• [PROMPT]: Look through the entries. Copy each line that has the word "positive".

-- GIVEN DATA follows --

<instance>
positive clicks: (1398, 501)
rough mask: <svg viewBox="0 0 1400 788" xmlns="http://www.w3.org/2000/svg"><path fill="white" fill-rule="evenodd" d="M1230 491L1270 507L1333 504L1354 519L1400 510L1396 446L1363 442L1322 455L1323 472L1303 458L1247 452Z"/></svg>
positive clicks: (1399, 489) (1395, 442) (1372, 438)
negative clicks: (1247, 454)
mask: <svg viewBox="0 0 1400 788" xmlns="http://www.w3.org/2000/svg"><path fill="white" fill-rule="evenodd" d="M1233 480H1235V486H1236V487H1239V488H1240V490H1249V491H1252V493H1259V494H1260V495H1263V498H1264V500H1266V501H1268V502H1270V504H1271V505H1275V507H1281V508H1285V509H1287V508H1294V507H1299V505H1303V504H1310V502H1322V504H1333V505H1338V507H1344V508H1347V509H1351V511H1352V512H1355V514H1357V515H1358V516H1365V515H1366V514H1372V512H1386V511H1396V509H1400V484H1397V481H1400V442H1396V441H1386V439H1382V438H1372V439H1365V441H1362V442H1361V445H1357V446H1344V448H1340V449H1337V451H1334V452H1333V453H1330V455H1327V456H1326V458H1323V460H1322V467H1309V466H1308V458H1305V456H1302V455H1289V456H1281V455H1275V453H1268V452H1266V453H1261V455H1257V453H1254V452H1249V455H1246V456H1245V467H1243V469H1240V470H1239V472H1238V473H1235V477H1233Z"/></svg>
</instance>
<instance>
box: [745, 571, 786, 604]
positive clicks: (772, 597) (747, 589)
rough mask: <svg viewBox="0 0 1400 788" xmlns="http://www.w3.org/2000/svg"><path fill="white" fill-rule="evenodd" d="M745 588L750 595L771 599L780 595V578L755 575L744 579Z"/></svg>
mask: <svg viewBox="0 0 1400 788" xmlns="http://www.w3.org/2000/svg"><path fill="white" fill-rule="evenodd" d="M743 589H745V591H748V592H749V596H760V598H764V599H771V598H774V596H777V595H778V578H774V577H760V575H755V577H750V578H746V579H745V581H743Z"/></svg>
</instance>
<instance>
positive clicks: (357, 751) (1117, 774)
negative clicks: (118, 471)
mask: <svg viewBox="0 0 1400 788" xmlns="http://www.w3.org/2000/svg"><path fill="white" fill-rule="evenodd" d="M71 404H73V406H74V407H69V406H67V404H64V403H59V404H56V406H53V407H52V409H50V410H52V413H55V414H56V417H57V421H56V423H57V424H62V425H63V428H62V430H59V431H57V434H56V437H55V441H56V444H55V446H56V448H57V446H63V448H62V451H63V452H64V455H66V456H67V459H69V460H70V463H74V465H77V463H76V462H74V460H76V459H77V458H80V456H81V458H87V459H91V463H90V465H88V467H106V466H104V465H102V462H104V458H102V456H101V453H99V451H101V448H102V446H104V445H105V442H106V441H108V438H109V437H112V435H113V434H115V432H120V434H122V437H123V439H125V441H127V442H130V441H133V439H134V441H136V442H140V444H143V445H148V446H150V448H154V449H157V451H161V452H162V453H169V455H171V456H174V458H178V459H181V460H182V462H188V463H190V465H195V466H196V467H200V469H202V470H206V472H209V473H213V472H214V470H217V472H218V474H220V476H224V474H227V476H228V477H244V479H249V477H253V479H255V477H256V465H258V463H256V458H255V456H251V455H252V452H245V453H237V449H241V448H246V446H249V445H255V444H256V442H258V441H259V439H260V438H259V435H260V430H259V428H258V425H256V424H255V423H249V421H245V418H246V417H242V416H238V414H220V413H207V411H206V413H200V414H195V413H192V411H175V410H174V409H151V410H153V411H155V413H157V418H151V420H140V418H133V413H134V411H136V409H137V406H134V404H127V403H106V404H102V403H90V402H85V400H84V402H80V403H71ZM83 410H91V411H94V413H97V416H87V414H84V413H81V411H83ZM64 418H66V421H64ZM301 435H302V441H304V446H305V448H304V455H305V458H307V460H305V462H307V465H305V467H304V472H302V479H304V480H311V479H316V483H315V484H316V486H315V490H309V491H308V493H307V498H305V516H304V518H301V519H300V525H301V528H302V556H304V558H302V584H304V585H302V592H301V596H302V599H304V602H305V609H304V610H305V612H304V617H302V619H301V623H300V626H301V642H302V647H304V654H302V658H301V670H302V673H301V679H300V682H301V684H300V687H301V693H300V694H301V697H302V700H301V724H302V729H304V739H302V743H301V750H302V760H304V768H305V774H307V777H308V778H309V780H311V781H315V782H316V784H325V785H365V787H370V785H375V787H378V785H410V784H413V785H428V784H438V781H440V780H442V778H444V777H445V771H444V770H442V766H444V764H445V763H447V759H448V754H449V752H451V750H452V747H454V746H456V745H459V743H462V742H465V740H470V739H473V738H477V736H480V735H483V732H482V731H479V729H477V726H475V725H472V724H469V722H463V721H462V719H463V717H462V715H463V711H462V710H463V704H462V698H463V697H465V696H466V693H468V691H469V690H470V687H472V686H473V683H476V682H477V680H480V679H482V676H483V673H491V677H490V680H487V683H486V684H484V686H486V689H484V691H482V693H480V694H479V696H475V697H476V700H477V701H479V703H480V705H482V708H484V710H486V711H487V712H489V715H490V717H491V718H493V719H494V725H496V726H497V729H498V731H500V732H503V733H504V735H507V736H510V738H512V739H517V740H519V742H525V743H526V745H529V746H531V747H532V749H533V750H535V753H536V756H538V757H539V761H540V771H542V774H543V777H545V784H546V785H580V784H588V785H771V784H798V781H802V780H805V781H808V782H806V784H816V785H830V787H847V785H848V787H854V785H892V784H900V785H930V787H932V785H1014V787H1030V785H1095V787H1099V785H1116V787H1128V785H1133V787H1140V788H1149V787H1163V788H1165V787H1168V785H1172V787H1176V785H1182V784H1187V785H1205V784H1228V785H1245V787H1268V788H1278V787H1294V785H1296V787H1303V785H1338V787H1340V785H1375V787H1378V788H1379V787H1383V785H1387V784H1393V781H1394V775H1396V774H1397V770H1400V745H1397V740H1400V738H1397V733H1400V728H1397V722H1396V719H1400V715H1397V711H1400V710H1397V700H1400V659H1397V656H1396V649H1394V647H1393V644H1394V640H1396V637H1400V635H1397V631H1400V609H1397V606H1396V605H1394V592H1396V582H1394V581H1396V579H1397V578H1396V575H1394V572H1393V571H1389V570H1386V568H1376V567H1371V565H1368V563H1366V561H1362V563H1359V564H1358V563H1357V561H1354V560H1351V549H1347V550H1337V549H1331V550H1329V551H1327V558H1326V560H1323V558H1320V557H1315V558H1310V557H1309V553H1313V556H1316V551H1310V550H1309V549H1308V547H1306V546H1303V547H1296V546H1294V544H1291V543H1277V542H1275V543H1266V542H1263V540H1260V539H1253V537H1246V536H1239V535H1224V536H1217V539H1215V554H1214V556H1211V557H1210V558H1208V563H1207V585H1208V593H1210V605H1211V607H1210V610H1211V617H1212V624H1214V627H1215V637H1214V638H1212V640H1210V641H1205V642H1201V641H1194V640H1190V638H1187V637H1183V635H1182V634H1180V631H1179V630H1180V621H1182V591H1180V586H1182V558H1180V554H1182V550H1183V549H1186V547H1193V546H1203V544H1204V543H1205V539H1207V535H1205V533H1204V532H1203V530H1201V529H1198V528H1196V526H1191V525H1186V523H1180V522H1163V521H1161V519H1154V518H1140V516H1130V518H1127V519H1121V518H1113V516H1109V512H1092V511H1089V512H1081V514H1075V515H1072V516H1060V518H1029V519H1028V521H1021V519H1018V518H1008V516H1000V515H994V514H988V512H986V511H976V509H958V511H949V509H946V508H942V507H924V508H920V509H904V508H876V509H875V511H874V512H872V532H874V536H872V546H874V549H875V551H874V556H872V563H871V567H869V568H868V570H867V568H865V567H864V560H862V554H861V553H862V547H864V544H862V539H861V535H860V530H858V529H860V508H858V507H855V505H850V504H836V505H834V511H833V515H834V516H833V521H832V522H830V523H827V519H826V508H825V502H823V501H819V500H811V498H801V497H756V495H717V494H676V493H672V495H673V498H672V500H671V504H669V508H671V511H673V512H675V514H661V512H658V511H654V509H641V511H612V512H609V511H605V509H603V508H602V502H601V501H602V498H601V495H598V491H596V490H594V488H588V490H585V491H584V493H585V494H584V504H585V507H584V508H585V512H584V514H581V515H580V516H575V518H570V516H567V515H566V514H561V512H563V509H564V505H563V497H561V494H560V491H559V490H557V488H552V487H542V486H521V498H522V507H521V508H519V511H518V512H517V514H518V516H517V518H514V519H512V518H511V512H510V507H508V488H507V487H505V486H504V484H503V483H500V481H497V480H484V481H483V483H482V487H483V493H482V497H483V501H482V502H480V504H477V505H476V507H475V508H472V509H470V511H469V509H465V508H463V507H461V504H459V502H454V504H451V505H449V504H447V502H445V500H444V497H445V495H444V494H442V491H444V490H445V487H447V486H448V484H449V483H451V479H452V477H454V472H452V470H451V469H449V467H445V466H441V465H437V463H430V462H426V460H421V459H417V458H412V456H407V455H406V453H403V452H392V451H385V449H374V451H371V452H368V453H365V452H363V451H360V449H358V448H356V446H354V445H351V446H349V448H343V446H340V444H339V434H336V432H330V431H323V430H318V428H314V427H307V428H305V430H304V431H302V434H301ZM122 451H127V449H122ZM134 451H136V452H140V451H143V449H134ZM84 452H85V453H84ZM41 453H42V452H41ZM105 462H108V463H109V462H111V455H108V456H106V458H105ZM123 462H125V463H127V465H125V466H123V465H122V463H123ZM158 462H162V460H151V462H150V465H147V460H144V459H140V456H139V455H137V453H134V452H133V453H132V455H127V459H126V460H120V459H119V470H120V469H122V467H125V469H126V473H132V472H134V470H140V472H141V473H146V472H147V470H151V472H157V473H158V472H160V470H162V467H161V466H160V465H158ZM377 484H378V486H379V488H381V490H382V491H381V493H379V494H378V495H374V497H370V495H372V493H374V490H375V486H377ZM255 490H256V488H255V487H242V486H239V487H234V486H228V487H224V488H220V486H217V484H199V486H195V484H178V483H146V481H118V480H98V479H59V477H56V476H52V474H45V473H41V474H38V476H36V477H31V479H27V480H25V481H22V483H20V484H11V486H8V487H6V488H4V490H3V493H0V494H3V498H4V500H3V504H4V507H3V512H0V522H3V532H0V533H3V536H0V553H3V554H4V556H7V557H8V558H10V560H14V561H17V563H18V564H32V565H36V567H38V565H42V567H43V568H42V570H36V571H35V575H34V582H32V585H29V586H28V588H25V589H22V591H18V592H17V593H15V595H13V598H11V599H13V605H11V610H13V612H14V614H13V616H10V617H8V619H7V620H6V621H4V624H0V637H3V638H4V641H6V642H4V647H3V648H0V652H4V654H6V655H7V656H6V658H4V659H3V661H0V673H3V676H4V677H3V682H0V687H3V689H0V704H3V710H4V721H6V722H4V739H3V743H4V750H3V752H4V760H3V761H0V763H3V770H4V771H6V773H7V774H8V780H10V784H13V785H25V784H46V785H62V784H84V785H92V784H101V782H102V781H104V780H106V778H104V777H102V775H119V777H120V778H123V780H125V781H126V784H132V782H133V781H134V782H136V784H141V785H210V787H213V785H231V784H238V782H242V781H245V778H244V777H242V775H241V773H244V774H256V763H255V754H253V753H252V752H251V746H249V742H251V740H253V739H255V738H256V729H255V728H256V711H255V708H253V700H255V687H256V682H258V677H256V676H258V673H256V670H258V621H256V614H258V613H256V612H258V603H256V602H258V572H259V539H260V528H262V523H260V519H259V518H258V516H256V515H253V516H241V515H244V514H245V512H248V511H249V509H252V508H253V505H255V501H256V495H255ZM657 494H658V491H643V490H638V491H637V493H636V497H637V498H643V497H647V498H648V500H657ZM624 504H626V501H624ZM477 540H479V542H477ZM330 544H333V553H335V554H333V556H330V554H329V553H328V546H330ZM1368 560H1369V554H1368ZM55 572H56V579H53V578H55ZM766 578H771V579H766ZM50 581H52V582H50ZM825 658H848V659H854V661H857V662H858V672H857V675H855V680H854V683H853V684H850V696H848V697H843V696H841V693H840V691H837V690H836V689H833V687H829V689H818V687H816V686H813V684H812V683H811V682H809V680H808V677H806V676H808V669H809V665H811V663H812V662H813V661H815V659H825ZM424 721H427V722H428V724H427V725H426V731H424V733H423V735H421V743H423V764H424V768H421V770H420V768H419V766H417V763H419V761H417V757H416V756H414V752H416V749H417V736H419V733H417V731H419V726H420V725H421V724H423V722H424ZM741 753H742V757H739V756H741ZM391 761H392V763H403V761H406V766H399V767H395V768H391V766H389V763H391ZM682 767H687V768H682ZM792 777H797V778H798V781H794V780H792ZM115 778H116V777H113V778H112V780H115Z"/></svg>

-- GIVEN DATA concluded --

• [ANSWER SPACE]:
positive clicks: (1398, 501)
positive clicks: (1399, 489) (1395, 442) (1372, 438)
positive clicks: (772, 597) (747, 589)
positive clicks: (357, 751) (1117, 774)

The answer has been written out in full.